Write out the data that follows. Keep every character unchanged.
Start of SUPPLIED MATERIAL
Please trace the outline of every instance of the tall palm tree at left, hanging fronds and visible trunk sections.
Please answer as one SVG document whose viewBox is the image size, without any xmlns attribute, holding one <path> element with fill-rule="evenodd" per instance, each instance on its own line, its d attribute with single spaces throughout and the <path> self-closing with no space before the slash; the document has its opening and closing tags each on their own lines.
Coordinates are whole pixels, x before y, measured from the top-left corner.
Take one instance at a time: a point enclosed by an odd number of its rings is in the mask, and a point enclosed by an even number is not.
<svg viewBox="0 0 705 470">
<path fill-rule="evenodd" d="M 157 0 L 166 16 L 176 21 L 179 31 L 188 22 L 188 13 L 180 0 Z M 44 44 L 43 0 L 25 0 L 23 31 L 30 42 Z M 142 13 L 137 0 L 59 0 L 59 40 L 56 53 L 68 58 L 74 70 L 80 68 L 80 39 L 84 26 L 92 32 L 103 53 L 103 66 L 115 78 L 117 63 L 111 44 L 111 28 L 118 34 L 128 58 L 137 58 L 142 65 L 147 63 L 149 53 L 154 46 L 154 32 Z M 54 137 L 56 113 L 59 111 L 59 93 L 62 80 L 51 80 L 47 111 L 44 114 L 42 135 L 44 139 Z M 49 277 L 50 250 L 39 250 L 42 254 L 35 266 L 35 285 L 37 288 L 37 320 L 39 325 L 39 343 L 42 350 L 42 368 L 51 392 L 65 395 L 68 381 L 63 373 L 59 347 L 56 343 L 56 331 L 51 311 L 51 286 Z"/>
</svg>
End of SUPPLIED MATERIAL
• PROBLEM SOLUTION
Please trace the outline of every instance of the tall palm tree at left, hanging fronds and visible trunk sections.
Please answer as one SVG document whose viewBox is the image size, without any xmlns attribute, holding one <path> element with fill-rule="evenodd" per instance, each instance on its own line, its d attribute with single spaces throughout and the <path> self-closing with no space before the slash; the document has its opening and closing tags each on their own lines.
Coordinates are whole pixels, x before y, measured from the top-left corner.
Take one instance at a time: a point enclosed by an odd number of its rings is in the mask, and a point enclosed by an even number is not.
<svg viewBox="0 0 705 470">
<path fill-rule="evenodd" d="M 157 0 L 166 16 L 176 21 L 179 31 L 188 22 L 188 13 L 180 0 Z M 44 44 L 43 0 L 25 0 L 23 31 L 30 42 Z M 142 13 L 137 0 L 59 0 L 59 40 L 56 53 L 68 58 L 74 70 L 80 68 L 80 39 L 84 26 L 92 32 L 103 53 L 103 66 L 115 78 L 117 63 L 111 44 L 111 28 L 118 34 L 128 58 L 137 58 L 142 65 L 147 63 L 149 53 L 154 46 L 154 32 Z M 54 137 L 56 113 L 59 111 L 59 93 L 62 80 L 51 80 L 47 111 L 44 114 L 42 135 L 44 139 Z M 49 277 L 50 250 L 39 250 L 42 254 L 35 266 L 35 285 L 37 288 L 37 320 L 39 325 L 39 343 L 42 350 L 42 368 L 51 392 L 65 395 L 68 381 L 63 373 L 59 347 L 56 343 L 56 331 L 51 311 L 51 286 Z"/>
</svg>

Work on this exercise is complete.